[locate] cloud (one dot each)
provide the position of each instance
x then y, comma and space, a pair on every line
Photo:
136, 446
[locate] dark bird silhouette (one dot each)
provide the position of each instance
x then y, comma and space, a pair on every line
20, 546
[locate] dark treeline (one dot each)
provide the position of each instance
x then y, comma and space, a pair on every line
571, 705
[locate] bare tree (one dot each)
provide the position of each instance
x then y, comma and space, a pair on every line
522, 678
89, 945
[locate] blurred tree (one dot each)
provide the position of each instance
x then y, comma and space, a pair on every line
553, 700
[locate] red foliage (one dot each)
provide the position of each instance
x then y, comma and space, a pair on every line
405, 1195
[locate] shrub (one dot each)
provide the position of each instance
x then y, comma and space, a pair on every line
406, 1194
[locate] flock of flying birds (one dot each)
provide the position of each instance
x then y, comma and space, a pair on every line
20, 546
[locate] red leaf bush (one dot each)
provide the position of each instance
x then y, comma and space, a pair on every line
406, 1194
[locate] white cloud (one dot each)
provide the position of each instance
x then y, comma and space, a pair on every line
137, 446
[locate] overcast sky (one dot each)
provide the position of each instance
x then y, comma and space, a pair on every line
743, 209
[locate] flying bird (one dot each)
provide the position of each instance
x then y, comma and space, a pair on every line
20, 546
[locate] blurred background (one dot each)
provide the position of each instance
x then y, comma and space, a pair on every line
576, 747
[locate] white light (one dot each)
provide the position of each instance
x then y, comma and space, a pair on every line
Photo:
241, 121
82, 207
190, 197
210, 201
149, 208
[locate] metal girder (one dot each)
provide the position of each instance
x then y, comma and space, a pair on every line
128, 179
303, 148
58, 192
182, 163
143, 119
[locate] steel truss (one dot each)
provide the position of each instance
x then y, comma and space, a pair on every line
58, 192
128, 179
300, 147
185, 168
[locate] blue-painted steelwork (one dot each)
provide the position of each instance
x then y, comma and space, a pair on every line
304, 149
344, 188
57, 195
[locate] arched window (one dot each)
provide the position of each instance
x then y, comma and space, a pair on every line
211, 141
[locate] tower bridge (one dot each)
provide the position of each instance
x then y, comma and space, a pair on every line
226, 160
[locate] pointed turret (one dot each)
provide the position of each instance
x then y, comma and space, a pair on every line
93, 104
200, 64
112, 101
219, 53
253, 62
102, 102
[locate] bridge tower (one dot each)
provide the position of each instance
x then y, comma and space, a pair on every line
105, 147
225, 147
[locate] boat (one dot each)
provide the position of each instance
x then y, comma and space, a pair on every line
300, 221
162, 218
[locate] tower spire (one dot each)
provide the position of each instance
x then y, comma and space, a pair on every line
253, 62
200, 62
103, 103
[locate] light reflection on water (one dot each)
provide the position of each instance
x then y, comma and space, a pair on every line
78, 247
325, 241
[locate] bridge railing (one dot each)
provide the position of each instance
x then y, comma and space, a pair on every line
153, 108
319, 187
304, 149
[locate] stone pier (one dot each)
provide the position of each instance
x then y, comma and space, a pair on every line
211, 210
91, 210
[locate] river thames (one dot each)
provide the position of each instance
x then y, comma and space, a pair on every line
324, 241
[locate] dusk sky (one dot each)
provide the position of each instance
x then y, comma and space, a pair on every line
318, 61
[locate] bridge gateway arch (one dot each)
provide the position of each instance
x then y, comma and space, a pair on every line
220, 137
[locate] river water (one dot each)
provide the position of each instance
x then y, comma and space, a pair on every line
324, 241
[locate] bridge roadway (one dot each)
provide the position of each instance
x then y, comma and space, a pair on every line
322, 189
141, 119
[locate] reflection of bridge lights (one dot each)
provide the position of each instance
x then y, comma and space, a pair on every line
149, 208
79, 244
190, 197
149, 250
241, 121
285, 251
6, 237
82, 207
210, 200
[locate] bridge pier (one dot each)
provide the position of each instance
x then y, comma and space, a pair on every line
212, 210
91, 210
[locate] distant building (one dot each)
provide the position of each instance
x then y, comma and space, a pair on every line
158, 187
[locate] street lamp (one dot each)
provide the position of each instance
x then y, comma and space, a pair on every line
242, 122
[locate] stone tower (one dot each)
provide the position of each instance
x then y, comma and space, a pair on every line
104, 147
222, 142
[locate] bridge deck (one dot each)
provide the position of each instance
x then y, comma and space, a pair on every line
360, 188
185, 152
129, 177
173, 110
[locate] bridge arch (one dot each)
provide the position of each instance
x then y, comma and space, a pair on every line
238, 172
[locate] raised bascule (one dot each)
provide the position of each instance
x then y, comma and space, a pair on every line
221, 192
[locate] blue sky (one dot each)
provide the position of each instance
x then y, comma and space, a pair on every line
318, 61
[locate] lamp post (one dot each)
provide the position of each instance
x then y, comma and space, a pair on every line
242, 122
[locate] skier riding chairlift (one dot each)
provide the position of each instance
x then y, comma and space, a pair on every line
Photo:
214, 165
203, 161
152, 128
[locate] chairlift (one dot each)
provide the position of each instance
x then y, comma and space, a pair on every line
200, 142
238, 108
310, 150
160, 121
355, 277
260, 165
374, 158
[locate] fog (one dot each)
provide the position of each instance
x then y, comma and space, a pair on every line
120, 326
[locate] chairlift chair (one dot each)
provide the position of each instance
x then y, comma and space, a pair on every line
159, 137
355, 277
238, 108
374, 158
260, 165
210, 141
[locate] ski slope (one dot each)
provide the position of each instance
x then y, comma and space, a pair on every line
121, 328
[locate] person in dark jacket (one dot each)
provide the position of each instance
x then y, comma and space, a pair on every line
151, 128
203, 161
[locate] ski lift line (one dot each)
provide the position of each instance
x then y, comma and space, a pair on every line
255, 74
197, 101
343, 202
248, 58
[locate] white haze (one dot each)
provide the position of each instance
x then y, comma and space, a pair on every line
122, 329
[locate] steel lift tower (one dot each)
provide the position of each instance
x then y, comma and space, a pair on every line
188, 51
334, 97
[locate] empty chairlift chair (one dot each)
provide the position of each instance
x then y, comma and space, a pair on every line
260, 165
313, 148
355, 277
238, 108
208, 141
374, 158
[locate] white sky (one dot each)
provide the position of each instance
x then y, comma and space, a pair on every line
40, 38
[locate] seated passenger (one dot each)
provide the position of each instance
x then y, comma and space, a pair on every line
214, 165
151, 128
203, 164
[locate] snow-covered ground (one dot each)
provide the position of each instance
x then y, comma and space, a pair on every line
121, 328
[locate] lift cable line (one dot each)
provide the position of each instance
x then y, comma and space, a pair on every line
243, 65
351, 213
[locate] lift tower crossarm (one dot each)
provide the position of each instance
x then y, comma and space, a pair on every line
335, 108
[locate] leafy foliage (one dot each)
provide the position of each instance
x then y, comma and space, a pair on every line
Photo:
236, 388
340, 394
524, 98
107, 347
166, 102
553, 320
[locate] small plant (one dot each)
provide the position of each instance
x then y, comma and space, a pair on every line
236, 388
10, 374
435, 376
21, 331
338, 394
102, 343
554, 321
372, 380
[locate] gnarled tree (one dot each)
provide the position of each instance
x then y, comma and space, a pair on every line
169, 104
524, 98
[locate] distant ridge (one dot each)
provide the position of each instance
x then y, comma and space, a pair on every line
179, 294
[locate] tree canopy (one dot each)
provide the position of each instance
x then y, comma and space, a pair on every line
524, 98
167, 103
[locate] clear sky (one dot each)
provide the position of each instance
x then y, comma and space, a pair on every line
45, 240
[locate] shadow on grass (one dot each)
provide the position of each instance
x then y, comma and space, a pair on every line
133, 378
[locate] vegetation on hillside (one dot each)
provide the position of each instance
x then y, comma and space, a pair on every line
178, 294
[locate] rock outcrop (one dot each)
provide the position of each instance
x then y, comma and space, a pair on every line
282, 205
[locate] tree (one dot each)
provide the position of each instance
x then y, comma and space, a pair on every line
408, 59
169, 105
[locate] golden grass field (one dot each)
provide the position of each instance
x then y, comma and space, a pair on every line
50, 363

---

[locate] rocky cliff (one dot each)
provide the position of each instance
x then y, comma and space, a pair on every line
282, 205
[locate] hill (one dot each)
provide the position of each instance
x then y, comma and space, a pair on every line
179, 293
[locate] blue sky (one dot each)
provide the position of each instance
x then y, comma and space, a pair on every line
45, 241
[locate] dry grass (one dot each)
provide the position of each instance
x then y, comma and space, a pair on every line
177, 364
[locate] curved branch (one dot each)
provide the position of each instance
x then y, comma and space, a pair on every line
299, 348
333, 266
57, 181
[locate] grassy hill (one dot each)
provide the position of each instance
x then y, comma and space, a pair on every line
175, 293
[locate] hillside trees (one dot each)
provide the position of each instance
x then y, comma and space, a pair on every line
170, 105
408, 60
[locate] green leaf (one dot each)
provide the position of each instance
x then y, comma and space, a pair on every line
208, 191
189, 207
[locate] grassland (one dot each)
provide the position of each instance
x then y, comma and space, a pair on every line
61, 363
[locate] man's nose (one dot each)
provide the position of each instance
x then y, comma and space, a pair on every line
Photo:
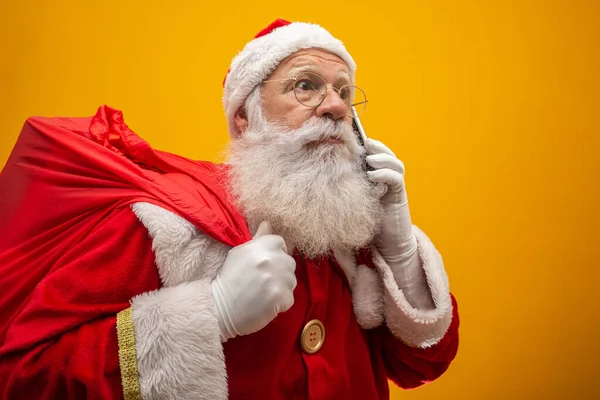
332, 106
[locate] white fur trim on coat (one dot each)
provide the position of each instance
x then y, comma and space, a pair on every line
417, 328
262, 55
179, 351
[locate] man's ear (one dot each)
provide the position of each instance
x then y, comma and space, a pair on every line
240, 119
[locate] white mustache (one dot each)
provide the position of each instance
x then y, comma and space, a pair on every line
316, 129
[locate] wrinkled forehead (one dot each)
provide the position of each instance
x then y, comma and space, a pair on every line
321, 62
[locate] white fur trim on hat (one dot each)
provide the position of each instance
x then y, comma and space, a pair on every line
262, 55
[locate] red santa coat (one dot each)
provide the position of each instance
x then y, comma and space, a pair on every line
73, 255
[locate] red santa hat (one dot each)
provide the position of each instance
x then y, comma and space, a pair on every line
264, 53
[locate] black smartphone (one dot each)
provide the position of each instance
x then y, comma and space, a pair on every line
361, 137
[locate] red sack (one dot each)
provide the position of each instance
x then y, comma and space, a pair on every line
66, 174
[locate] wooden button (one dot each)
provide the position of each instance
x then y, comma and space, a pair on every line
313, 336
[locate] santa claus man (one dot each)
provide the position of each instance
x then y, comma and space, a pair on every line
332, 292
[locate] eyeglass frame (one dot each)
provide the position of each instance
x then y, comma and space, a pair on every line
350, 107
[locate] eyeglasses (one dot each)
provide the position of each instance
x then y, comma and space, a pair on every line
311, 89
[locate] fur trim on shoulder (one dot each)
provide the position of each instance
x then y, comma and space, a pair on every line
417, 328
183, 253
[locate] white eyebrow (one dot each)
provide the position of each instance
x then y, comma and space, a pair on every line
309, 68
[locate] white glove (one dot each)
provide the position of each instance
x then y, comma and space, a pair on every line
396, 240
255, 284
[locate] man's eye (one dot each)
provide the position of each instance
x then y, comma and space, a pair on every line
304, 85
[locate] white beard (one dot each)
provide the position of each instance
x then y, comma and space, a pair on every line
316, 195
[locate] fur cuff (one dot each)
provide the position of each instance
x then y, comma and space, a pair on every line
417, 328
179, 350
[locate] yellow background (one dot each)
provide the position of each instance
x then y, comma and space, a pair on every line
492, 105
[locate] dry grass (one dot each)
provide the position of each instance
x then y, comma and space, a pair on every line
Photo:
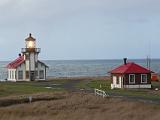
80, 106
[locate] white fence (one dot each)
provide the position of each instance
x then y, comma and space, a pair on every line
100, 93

» Task item: In the material above, locate the line containing "[locate] cloud (one dot each)" and the line containing "[locate] overcast sky (one dot each)". Transcribe exactly those two lines and every line between them, and nothing more.

» Task output:
[locate] cloud (one dot each)
provide the position of each instance
x then y, comma and space, a pair on every line
Photo:
136, 446
[locate] dark bird silhouette (one dot each)
provide the position of each instance
x then y, comma and space, a pair on every line
20, 546
[locate] dark treeline (one dot each)
provide the position of each instance
x then y, comma and space, a pair on every line
571, 705
[locate] bare tree (one dot each)
provide the position of each instance
x then y, comma and space, a pair on every line
522, 678
89, 945
[locate] blurred tree (one dot each)
provide the position of each instance
x then y, comma and space, a pair on every line
553, 700
[locate] red foliage (one dot each)
provide the position of each instance
x then y, comma and space, a pair on every line
405, 1195
[locate] shrub (one dot each)
provide the position of each instance
x then y, comma and space, a pair on every line
406, 1194
[locate] flock of flying birds (one dot each)
provide the position of each instance
x then y, comma and space, a pair on every line
20, 546
[locate] red leaf bush (one dot each)
provide the position of each instance
x then y, comma and space, a pair on every line
406, 1194
[locate] white cloud (one dot each)
provide the position of each instance
x then y, comma and space, a pair on every line
137, 446
[locate] overcast sky (one dot each)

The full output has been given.